Extracted material =>
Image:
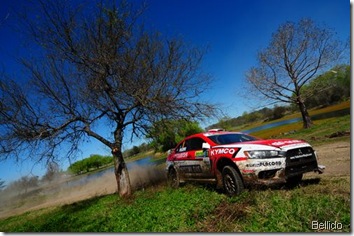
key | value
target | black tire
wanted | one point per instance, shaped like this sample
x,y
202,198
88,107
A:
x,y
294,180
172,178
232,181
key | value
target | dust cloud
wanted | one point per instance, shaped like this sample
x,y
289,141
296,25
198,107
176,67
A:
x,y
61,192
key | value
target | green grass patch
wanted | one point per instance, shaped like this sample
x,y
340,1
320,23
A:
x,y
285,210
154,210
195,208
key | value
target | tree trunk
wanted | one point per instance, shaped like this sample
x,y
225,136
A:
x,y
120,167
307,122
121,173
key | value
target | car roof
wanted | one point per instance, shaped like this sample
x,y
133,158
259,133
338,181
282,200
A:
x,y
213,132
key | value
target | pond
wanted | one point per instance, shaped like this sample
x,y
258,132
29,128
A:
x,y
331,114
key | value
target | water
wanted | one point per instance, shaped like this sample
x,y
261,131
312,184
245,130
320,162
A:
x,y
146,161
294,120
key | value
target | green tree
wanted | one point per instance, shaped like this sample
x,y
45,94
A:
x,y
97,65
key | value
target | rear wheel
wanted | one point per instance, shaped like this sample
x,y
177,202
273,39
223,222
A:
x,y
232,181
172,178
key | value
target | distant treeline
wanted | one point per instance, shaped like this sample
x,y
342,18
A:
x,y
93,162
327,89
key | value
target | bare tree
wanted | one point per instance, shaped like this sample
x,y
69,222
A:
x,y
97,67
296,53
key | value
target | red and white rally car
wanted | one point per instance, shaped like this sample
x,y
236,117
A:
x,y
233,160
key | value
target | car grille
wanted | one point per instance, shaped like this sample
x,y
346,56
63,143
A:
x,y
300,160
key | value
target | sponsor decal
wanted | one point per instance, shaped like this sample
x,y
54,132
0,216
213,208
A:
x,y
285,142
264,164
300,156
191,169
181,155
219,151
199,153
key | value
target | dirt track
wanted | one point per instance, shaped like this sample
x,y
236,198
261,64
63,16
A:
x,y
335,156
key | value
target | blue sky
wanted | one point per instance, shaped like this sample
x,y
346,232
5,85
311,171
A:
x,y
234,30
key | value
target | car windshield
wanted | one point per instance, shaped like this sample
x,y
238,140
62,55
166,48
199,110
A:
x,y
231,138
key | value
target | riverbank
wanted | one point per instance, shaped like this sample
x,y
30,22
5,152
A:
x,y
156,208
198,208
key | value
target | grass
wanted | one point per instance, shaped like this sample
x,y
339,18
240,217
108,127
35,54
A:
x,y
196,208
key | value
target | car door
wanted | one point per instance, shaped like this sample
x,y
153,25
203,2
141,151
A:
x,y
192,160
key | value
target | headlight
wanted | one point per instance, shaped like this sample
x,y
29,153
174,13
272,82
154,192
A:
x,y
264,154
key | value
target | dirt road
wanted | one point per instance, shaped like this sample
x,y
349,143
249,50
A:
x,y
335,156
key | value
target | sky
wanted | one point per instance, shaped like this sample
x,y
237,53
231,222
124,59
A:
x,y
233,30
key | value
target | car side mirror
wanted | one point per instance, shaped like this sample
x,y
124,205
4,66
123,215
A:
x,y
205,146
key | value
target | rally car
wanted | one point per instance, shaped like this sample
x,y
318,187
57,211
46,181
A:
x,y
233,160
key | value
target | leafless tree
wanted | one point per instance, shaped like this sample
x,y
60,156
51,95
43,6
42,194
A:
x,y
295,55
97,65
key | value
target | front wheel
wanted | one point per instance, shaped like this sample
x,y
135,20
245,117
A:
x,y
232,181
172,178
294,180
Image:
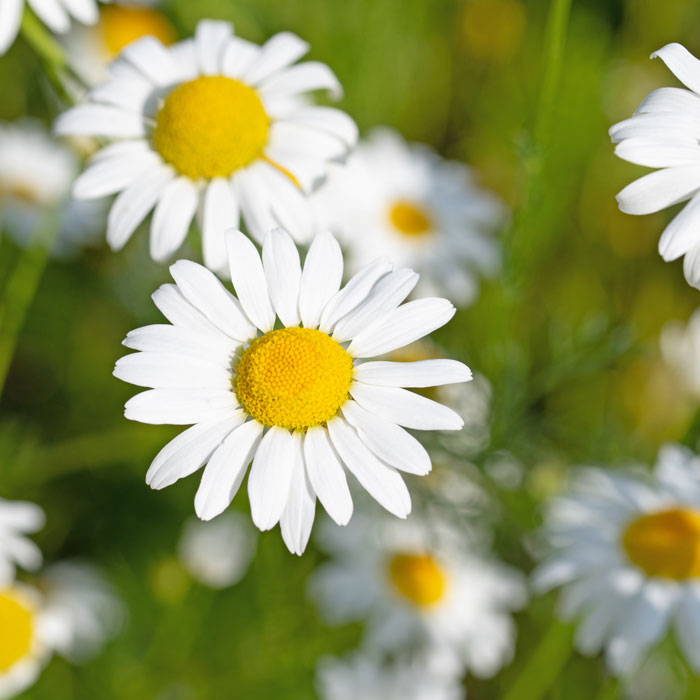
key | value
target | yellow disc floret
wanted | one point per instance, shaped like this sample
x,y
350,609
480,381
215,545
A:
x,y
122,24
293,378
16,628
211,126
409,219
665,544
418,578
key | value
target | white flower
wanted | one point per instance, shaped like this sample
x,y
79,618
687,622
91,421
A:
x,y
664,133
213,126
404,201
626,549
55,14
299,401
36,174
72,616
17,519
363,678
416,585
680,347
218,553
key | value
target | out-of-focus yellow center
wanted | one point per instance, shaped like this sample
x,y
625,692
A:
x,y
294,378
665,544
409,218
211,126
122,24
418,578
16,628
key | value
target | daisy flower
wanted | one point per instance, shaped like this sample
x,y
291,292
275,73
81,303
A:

Exercise => Reproduce every line of the material precisely, omitting its pictures.

Task result =>
Image:
key | value
target | black tire
wanted | one point per instance, shaped like this sample
x,y
202,198
88,107
A:
x,y
294,180
172,178
232,181
key | value
target | dust cloud
wanted | one point per instance, shaped like this sample
x,y
289,141
296,25
198,107
176,67
A:
x,y
61,192
key | value
target | green grass patch
wanted | one point per instance, shaped like this sample
x,y
340,1
320,23
A:
x,y
285,210
154,210
195,208
key | value
target | tree trunk
wanted | one point per instance, shaped like this sample
x,y
225,136
A:
x,y
120,167
307,122
121,173
key | value
target | car roof
wanted | one point per instance, shaped like this sample
x,y
133,158
259,133
338,181
282,200
A:
x,y
213,132
key | value
target | pond
wanted | one point per instance, shaped like this sample
x,y
258,132
29,128
A:
x,y
331,114
key | value
target | water
wanted | one point per instance, shaped like this sample
x,y
261,131
312,184
245,130
320,162
A:
x,y
146,161
294,120
key | value
target | green tree
wanted | one point per instance, shaped like this sample
x,y
45,94
A:
x,y
97,65
key | value
target | rear wheel
wanted | one point per instance, shaped like this sample
x,y
177,202
273,39
223,222
A:
x,y
232,181
172,178
key | value
target | distant treeline
wanted | one point per instance, shaped like this sample
x,y
342,18
A:
x,y
93,162
327,89
key | value
target | bare tree
wanted | one point per instance, shaped like this sample
x,y
69,222
A:
x,y
97,67
296,53
key | value
target | red and white rally car
wanted | one point per instance, shaped like this sample
x,y
236,117
A:
x,y
233,160
key | value
target | car grille
wanted | one point per instance, shaped like this sample
x,y
346,56
63,143
A:
x,y
300,160
key | value
target | sponsor decal
wanted | one point per instance, shaped like this sample
x,y
54,132
0,216
213,208
A:
x,y
285,142
264,164
300,156
191,169
181,155
219,151
199,153
key | value
target | dirt track
wanted | one point per instance, shaped like this sample
x,y
236,198
261,64
63,16
A:
x,y
335,156
key | value
target | blue sky
wanted | one point per instance, shaped like this sample
x,y
346,232
5,85
311,171
A:
x,y
234,30
key | value
target | car windshield
wanted | one point per instance, shaped like this sample
x,y
238,140
62,55
166,48
199,110
A:
x,y
231,138
key | value
target | riverbank
wanted | one point per instance, shaped like this sample
x,y
30,22
5,152
A:
x,y
156,208
198,208
key | value
target | grass
wanted | one point per instance, shaped like this sample
x,y
339,18
240,217
108,127
35,54
A:
x,y
196,208
key | value
target | car door
wanted | one point per instance, shaped like this sample
x,y
153,25
203,2
141,151
A:
x,y
192,160
key | value
target | headlight
wanted | one point per instance, shaped like this sample
x,y
29,153
174,13
272,82
154,192
A:
x,y
264,154
key | value
target | dirt road
wanted | one point per instance, shaped like this sample
x,y
349,143
249,50
A:
x,y
335,156
key | value
target | sky
wanted | one point per instance, shaped like this sample
x,y
237,53
231,222
124,59
A:
x,y
233,30
key | value
target | car side mirror
wanted | one point per instance, shaped like this sample
x,y
124,205
4,66
123,215
A:
x,y
205,146
key | value
target | rally car
wanted | one point per instance, shaped like this sample
x,y
318,187
57,211
46,181
A:
x,y
233,160
key | value
target | leafless tree
wanted | one point per instance, shaped like this sample
x,y
60,156
51,95
43,6
42,194
A:
x,y
295,55
97,65
key | value
target | front wheel
wanted | one point per instance, shaped like this sample
x,y
135,20
245,117
A:
x,y
232,181
172,178
294,180
Image:
key | value
target | yellow disc floret
wanted | one point per instance, shaped like this sample
x,y
350,609
480,381
215,545
A:
x,y
122,24
293,378
16,628
211,126
409,219
665,544
418,578
key | value
target | white flower
wanted | one point per instance, shaped like this sample
x,y
79,618
687,622
91,421
A:
x,y
664,133
213,126
404,201
626,549
55,14
299,401
36,174
72,616
17,519
363,678
416,585
680,347
218,553
key | value
target | out-of-focus yellow center
wanted | one point per instance, shaped like this sample
x,y
625,692
A:
x,y
294,378
665,544
409,218
211,126
122,24
418,578
16,628
key | value
target | daisy flower
wanted | one point per instance, shaped like this sample
x,y
291,292
275,73
81,303
A:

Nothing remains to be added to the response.